Top of Material for this task
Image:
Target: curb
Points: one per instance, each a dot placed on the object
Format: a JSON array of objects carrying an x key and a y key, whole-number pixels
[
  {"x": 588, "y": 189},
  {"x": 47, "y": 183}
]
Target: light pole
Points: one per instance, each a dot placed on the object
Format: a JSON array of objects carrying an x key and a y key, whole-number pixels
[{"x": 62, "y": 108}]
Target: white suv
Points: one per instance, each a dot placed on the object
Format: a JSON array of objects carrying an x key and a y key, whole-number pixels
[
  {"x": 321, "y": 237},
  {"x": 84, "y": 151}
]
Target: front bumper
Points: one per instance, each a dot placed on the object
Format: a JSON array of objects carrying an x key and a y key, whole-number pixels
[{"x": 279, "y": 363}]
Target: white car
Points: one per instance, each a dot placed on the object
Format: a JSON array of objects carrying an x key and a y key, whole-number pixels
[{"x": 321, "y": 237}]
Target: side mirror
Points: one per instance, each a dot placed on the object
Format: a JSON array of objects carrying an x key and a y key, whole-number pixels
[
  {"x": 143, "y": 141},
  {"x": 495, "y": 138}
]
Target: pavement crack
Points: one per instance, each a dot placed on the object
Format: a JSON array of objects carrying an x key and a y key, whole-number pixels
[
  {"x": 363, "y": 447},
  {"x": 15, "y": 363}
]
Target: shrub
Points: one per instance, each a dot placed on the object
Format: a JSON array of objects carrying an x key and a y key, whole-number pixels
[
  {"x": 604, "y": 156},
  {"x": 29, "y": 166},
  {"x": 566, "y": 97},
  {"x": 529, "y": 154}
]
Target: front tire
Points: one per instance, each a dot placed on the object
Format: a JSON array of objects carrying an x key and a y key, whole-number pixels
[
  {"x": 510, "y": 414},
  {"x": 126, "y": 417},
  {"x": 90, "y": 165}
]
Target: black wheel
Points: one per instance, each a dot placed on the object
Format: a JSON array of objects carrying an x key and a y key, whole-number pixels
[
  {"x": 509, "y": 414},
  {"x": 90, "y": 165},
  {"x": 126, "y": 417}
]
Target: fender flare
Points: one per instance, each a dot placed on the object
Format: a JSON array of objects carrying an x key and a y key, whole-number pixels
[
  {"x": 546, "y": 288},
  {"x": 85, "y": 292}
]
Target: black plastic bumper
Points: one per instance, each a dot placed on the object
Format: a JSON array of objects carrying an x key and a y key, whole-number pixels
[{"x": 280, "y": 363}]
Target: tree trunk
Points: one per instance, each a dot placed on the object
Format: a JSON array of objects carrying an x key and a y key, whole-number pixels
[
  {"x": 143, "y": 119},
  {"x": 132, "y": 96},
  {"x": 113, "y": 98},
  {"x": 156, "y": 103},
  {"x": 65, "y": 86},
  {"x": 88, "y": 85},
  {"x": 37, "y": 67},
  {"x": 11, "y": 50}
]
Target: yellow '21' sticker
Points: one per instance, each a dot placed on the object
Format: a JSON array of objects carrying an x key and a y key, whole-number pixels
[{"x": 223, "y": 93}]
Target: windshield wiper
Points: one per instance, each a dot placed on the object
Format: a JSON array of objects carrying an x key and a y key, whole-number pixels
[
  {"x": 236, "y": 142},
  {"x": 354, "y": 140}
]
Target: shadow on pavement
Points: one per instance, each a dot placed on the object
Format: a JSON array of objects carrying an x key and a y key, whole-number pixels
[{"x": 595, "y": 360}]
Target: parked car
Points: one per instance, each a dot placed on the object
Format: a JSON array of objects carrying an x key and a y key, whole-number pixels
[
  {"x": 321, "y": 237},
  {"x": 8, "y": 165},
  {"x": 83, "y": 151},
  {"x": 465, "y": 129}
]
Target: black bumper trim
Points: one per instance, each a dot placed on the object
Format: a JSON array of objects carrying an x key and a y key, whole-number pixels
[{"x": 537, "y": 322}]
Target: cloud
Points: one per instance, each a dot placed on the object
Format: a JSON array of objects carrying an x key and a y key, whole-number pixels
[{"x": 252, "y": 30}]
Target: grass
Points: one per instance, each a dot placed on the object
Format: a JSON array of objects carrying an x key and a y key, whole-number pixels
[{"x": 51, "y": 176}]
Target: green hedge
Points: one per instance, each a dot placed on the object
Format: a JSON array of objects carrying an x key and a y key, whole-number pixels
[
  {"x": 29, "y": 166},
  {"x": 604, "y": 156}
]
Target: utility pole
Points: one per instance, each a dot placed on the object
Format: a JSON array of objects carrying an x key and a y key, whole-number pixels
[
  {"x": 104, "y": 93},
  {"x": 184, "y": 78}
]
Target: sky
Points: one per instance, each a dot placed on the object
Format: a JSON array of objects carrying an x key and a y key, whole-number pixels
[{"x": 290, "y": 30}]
Bottom of Material for this task
Top of Material for this task
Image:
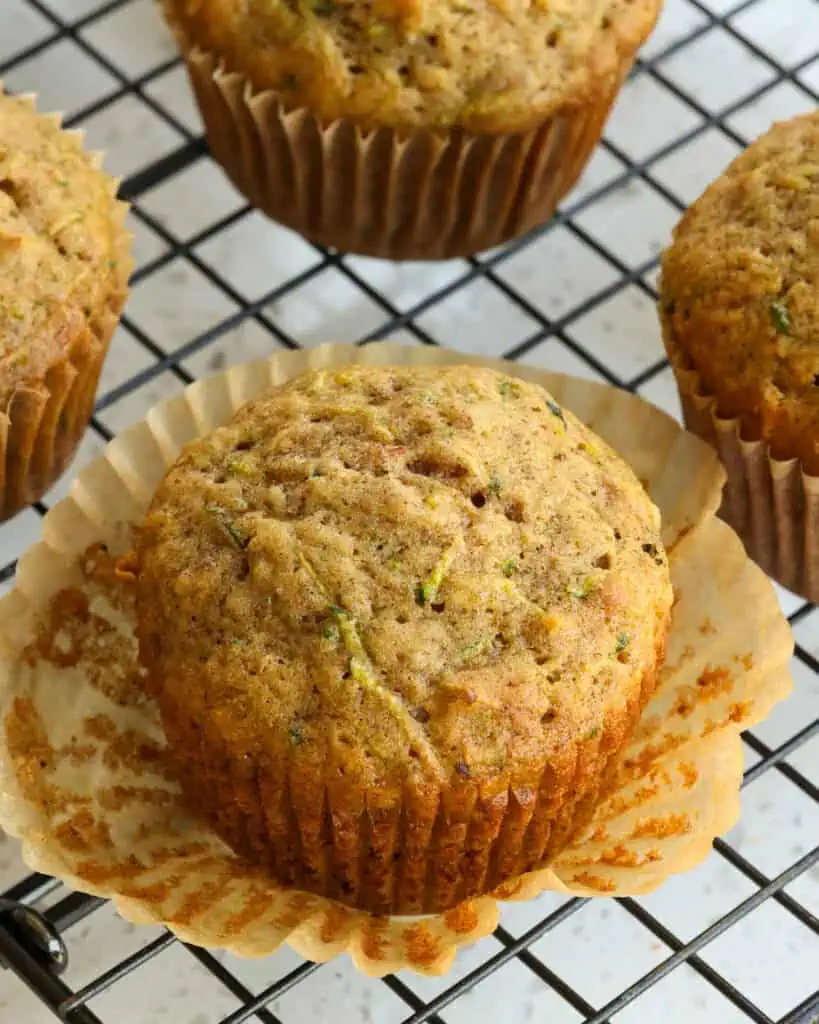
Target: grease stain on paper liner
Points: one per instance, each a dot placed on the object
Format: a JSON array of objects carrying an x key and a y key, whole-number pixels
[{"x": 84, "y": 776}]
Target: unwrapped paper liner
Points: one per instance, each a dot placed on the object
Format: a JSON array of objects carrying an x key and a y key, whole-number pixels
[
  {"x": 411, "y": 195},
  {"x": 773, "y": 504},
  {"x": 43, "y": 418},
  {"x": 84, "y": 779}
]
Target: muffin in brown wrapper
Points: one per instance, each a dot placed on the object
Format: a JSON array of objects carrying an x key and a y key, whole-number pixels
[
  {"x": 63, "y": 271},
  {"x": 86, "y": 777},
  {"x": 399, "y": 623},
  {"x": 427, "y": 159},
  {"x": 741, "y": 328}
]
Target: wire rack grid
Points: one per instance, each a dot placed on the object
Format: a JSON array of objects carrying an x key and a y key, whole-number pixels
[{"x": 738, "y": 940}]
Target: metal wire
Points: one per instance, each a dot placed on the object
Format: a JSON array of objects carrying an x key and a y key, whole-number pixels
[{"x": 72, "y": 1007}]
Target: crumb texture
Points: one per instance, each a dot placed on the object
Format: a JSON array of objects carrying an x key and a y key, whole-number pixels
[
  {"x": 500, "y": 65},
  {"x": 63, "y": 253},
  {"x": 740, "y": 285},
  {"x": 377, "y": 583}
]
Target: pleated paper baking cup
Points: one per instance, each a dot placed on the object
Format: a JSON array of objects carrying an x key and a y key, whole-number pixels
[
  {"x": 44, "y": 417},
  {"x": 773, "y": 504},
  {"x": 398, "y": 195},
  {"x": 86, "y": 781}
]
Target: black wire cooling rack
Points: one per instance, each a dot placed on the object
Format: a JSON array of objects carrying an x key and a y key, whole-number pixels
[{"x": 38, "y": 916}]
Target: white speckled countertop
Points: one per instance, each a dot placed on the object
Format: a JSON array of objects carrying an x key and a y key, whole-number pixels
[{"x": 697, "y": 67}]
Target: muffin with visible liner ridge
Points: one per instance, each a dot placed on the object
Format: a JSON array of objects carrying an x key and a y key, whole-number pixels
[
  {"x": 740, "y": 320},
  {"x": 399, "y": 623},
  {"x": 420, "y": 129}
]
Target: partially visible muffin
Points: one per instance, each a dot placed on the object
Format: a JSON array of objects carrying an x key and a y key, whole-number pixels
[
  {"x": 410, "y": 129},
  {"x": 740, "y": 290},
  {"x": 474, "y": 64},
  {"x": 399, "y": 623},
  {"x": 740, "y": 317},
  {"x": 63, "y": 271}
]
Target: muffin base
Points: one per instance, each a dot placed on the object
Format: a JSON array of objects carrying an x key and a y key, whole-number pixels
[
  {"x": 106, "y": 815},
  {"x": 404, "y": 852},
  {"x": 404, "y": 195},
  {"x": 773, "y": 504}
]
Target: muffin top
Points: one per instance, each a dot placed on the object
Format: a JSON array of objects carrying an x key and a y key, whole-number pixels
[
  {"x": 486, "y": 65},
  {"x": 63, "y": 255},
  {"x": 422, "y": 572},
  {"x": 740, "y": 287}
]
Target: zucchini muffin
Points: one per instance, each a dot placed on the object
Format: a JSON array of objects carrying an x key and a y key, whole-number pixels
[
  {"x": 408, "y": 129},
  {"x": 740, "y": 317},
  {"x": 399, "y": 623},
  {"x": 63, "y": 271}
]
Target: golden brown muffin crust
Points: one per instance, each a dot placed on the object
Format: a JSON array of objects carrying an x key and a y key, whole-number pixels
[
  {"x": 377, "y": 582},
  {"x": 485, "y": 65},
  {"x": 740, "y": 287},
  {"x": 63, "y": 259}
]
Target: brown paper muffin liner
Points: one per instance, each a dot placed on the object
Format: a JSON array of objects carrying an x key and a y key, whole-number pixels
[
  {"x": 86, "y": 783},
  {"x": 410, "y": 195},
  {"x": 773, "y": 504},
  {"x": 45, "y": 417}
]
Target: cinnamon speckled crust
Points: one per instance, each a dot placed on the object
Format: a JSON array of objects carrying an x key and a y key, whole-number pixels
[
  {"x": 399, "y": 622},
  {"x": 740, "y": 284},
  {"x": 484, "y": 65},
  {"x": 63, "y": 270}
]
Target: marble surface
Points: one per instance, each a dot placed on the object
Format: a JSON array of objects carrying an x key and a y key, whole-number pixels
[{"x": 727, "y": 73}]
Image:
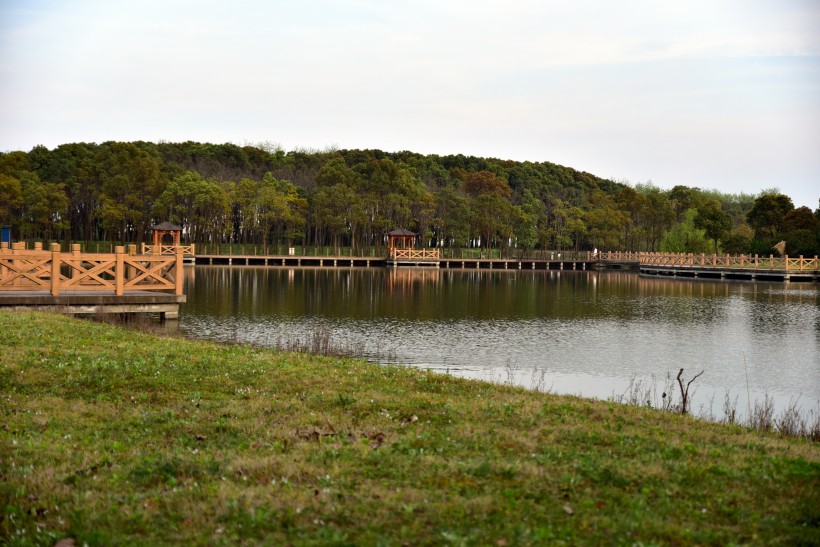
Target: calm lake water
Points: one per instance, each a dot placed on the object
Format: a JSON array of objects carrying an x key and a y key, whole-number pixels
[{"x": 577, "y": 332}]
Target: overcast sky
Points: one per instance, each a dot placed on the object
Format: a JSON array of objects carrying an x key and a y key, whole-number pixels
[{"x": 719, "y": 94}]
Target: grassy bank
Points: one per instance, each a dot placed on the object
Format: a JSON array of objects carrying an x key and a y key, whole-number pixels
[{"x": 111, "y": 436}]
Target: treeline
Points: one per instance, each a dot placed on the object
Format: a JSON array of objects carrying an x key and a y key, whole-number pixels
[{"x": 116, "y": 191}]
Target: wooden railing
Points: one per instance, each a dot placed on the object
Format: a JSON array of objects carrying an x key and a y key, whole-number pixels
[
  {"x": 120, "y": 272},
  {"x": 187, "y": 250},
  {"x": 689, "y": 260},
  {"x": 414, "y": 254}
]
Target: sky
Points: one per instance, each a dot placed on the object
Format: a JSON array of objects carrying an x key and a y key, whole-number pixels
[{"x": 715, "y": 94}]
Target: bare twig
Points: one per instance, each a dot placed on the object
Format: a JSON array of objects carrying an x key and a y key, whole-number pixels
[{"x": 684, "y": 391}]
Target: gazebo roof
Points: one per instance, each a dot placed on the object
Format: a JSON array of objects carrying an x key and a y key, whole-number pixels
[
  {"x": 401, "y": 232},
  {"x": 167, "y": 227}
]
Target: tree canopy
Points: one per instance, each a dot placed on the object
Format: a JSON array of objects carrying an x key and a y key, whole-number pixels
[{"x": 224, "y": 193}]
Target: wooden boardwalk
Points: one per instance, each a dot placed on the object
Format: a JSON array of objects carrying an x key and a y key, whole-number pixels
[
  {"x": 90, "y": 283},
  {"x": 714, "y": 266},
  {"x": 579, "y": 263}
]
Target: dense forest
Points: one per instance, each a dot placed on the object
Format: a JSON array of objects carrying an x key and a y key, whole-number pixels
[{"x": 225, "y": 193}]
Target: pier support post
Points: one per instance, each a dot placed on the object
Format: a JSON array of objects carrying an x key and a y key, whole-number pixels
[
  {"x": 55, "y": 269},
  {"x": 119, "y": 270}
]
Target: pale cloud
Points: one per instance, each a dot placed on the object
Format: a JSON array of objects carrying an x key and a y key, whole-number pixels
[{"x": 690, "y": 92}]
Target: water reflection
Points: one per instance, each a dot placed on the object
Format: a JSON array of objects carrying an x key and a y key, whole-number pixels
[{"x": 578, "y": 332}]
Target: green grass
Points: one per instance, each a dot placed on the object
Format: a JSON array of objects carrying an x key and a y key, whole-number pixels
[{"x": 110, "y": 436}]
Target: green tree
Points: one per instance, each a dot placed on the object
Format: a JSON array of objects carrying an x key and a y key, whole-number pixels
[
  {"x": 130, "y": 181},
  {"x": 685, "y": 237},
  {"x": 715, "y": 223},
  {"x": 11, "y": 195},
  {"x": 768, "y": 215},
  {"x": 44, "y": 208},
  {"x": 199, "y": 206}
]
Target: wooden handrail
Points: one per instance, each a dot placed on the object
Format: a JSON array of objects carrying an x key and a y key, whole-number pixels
Bottom of Material for this task
Top of Material for this task
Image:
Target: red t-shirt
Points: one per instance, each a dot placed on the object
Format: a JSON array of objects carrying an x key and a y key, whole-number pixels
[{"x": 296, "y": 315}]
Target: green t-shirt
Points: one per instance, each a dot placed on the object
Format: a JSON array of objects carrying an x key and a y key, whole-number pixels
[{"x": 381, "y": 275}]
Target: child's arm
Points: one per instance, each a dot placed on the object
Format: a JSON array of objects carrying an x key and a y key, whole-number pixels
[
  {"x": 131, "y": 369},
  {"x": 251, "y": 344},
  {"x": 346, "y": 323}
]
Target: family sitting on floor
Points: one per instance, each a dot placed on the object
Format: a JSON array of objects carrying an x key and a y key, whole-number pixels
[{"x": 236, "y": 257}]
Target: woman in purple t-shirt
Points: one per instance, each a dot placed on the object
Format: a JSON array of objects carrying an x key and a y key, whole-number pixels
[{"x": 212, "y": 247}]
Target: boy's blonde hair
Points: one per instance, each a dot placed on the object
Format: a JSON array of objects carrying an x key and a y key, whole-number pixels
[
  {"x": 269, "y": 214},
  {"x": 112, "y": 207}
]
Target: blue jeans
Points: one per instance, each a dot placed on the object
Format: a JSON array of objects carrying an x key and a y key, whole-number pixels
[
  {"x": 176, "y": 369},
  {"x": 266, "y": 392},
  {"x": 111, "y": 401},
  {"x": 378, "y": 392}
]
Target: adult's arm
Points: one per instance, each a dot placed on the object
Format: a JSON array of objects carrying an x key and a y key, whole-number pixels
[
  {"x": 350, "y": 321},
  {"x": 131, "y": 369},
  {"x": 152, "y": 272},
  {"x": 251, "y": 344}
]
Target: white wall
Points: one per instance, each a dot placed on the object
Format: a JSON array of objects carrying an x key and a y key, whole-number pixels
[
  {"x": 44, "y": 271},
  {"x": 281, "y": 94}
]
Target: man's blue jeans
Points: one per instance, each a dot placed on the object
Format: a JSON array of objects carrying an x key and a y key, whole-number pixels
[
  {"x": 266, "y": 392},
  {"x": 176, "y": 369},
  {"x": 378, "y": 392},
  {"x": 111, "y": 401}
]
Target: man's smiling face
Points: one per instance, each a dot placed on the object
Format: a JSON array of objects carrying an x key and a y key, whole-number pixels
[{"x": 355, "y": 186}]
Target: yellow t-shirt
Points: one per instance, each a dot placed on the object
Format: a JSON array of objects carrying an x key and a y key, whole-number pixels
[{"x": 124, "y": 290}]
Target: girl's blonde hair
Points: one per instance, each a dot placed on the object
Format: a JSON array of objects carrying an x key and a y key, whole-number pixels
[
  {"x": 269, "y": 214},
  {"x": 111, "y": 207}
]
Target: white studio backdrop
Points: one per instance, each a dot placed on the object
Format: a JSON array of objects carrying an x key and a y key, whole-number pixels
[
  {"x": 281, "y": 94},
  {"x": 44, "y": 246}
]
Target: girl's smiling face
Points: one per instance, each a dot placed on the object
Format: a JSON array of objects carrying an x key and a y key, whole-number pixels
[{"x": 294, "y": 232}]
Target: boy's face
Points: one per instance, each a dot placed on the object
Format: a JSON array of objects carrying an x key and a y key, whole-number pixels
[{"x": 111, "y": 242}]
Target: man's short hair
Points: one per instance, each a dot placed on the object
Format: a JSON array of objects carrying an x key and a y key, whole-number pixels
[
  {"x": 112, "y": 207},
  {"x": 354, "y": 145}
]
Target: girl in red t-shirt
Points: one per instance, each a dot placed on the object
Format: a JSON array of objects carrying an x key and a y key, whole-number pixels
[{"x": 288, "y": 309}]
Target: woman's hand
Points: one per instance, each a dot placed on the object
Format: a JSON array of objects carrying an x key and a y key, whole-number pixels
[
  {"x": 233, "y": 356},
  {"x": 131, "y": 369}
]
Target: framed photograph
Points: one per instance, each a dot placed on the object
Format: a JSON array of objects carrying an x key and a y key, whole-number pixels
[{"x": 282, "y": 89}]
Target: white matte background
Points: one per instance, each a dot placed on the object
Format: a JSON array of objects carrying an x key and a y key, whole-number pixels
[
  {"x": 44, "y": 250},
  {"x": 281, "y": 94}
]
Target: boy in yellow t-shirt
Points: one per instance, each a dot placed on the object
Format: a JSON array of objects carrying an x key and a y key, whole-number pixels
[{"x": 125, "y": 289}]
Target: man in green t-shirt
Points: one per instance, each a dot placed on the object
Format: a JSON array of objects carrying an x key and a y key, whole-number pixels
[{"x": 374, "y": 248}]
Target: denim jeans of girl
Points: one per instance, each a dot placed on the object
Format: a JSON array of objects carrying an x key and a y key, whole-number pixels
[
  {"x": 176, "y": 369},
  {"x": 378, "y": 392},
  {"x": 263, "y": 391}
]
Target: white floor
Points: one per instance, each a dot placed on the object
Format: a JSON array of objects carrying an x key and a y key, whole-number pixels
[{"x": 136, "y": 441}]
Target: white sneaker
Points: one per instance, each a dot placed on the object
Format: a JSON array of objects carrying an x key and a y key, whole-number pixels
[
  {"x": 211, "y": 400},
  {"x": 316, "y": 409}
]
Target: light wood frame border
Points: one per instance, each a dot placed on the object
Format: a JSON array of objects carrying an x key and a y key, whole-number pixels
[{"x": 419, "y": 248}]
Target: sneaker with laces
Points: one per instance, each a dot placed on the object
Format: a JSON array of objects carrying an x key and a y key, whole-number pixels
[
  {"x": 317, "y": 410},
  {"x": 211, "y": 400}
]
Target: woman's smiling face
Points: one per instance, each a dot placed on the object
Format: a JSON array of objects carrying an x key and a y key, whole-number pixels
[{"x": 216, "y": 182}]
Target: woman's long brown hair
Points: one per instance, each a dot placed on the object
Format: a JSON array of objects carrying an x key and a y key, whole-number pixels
Bottom of Material for this task
### Your task
Going through the entries above, tally every line that contains the string "sneaker", then state only the total.

### Your solution
2